**Stored data**
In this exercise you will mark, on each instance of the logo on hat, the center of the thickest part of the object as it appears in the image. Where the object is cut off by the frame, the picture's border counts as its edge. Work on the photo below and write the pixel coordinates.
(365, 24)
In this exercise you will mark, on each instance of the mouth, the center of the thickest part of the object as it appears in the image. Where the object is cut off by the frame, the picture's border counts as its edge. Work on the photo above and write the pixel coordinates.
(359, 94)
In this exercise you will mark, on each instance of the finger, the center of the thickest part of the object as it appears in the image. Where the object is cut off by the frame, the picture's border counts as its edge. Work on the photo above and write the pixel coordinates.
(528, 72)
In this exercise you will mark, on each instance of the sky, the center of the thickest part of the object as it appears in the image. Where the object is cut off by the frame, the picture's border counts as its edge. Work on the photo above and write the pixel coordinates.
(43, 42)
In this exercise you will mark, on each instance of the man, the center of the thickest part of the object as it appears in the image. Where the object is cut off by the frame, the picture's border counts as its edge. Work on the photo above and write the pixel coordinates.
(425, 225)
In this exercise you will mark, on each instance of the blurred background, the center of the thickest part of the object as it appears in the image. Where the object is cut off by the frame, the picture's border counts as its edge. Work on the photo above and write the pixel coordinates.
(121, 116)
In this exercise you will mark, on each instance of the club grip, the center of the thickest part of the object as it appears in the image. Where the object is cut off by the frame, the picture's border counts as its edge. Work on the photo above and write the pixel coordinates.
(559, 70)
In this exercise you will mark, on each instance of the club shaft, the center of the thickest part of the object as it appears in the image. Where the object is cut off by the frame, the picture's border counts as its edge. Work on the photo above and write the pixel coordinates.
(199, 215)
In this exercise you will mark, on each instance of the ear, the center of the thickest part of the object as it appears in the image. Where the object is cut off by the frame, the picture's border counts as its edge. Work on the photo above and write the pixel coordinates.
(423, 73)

**WHAT IS NEEDED**
Quote, word for word, every line starting at the one that contains "the sky, the" and ending with the final line of the entries.

**OUTPUT OF THE TASK**
In this exercise you will mark, on each instance of the sky, the center of the thickest part of the object as it appears in the image. Where the object is cut off by the frame, the picture's border counts as its edge. Work on the photo above and write the pixel coordinates.
(43, 42)
In this exercise you will mark, on each instance of the man, the center of the thickest part of the object as it appears in the image. Where the object is cut off by the frame, the picture's border counts as its edge. Work on the photo above and write the pixel coordinates.
(425, 225)
In this exercise you will mark, on each instance of the blurred background, the center of the thickest part of the object as it appears in the image. Where the object is cut off by the frame, the picture's border counts as its edge. Work on the photo above and write the pixel coordinates.
(121, 116)
In this exercise you will mark, on each instance of the club grip, the center of the thickest part of the object as it appears in the image. Where the object is cut off by the frame, the picture's border counts as its edge. Work on the photo above and write the pixel coordinates.
(559, 70)
In this exercise you will mark, on each instance of the club shaft, the center of the thickest part of the object as it appears in the image. Where the object is cut off by the frame, the picture's border counts as its edge. Work on the photo above and write the pixel coordinates.
(199, 215)
In this exercise you will mark, on each instance of the ear, the center of the thickest part of the object as it appears in the image. Where the object is cut off by the frame, the picture's border counts as its edge. Work on the photo above and write the pixel coordinates.
(423, 73)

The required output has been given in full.